• **WHAT TO DO**
Take the line that contains "Where can the car front" as the first line and the last line of the material below as the final one; reproduce exactly the lines between, inclusive.

— start of INFORMATION GIVEN —

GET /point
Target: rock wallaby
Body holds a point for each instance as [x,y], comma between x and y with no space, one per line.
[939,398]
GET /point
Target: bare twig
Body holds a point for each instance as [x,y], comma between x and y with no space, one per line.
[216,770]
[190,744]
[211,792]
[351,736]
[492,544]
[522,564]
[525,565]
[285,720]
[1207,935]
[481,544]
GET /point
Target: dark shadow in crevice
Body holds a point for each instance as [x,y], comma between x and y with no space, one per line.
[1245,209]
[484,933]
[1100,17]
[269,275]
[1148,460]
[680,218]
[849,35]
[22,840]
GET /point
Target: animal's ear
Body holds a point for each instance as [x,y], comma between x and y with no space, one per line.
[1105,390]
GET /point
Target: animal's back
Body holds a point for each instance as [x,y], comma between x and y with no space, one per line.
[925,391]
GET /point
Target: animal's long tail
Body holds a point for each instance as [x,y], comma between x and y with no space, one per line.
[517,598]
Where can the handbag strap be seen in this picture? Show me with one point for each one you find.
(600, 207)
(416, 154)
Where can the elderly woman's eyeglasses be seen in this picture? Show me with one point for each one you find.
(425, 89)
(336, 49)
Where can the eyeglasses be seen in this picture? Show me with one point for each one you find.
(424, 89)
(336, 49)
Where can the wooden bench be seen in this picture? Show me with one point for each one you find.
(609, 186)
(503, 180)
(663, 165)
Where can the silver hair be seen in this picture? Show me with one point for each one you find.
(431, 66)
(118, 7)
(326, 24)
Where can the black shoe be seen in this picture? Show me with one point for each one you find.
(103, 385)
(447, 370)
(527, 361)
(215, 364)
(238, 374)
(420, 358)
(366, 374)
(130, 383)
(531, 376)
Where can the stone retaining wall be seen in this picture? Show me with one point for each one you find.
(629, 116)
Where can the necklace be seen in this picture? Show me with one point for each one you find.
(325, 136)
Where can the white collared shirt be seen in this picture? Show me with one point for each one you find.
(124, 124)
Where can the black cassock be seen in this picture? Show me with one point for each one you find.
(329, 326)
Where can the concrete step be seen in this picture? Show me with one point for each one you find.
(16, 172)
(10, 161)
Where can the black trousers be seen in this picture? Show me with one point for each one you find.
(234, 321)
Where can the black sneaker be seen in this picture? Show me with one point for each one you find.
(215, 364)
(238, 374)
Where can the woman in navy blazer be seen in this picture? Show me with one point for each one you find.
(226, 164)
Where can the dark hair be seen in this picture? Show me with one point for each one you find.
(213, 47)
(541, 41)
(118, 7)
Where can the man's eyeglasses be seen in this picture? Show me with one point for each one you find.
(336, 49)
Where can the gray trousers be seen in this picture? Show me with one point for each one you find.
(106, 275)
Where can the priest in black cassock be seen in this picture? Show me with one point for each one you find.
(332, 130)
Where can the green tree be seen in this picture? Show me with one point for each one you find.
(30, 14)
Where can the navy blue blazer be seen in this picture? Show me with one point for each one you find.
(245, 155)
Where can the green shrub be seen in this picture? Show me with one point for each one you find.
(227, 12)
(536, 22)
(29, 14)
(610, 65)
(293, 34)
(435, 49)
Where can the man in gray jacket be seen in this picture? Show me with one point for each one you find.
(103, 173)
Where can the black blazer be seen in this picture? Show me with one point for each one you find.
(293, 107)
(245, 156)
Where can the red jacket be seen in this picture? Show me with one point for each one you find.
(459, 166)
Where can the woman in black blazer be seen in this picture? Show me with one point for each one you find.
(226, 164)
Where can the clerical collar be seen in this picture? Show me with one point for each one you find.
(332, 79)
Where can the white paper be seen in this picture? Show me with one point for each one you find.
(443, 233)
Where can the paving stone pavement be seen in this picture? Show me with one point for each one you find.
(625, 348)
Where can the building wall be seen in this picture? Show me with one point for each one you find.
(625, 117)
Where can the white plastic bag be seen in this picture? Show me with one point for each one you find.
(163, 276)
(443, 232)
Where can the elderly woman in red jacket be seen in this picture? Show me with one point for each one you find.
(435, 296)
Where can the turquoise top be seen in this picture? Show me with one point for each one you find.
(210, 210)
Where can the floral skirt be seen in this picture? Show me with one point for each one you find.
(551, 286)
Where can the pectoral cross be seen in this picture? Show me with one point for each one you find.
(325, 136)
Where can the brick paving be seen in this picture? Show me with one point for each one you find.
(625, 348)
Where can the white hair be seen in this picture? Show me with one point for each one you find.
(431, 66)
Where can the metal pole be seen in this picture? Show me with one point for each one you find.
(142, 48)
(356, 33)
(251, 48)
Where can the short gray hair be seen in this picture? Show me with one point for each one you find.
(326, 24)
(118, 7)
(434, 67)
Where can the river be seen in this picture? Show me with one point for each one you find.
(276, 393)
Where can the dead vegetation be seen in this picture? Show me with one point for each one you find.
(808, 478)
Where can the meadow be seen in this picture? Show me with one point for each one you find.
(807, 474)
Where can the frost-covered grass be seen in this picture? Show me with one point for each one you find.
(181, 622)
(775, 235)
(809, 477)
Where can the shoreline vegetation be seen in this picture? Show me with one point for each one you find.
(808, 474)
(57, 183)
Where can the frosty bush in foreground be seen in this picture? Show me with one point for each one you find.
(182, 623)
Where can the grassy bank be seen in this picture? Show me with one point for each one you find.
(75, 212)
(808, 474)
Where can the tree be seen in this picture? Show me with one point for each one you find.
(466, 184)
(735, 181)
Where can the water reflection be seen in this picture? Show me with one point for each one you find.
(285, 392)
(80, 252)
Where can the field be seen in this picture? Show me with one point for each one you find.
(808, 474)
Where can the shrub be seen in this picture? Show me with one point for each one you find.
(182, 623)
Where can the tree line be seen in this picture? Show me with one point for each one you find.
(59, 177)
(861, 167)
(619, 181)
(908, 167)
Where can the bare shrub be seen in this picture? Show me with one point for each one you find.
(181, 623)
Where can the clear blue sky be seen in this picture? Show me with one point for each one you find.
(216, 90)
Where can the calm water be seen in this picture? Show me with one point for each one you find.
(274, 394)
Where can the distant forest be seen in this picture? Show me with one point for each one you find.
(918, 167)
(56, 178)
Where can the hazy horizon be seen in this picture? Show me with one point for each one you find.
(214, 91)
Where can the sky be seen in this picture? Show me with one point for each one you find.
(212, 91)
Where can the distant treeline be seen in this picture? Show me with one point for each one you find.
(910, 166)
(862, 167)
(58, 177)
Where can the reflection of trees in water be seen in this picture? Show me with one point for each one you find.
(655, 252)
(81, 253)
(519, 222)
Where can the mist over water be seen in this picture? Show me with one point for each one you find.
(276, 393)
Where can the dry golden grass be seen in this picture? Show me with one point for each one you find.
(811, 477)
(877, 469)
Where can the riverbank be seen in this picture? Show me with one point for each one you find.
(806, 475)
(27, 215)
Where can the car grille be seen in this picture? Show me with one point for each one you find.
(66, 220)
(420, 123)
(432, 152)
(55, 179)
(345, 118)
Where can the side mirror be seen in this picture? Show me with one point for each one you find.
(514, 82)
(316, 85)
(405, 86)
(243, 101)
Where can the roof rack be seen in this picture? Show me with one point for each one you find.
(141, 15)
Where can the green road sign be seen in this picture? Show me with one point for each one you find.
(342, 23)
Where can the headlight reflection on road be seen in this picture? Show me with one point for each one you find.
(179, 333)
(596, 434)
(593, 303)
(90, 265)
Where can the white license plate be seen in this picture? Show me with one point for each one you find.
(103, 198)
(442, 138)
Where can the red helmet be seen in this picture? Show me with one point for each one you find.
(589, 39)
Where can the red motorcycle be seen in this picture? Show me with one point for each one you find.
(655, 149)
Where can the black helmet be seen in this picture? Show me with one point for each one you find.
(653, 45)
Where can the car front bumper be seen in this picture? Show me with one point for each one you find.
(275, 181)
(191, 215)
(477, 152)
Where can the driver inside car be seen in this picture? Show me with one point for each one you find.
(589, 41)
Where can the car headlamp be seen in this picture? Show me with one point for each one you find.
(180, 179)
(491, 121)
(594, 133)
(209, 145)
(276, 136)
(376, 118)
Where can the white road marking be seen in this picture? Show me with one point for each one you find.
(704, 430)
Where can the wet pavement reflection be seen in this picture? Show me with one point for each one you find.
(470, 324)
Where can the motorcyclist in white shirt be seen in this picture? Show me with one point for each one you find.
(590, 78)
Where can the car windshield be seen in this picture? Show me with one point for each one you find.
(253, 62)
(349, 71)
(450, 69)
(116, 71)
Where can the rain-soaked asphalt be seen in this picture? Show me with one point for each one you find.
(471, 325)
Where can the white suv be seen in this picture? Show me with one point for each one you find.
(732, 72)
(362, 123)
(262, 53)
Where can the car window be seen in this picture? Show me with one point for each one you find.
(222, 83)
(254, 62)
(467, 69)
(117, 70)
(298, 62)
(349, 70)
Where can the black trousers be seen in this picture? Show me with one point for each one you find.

— end of INFORMATION GIVEN —

• **WRITTEN ANSWER**
Where can the car front bumper be seen in this picture? Show me with one point for each one you find.
(275, 181)
(191, 215)
(477, 152)
Where can the driver inside car be seen in this picture? Show me with one point for each one you find.
(589, 41)
Where can the car headlamp be seen in this picture? Show me with one point for each one you find.
(180, 179)
(491, 121)
(594, 133)
(209, 145)
(276, 136)
(376, 118)
Where can the white road marking be seen in this picture? Show me with one point for each one you find.
(704, 430)
Where can the wet pavement reflection be seen in this picture? Show me with one point for each one you find.
(470, 324)
Where can the motorcyclist in white shirt be seen in this picture? Show me with one point for each one you find.
(590, 78)
Where can the car windshield be seen in this picture? Show me with one point for each one you find.
(253, 62)
(349, 71)
(450, 69)
(116, 71)
Where can the rain-soaked asphalt be seen in this picture? Show me with one point for each one you find.
(471, 325)
Where can the white suv be seen in this picture? Show me with one point for each one you find.
(732, 72)
(362, 123)
(262, 53)
Where can the car window be seen in this picture? Show me with one point for each one you find.
(222, 83)
(254, 62)
(467, 69)
(117, 70)
(298, 62)
(349, 70)
Where can the black trousers be seen in this picture? Show me with one point for each one you find.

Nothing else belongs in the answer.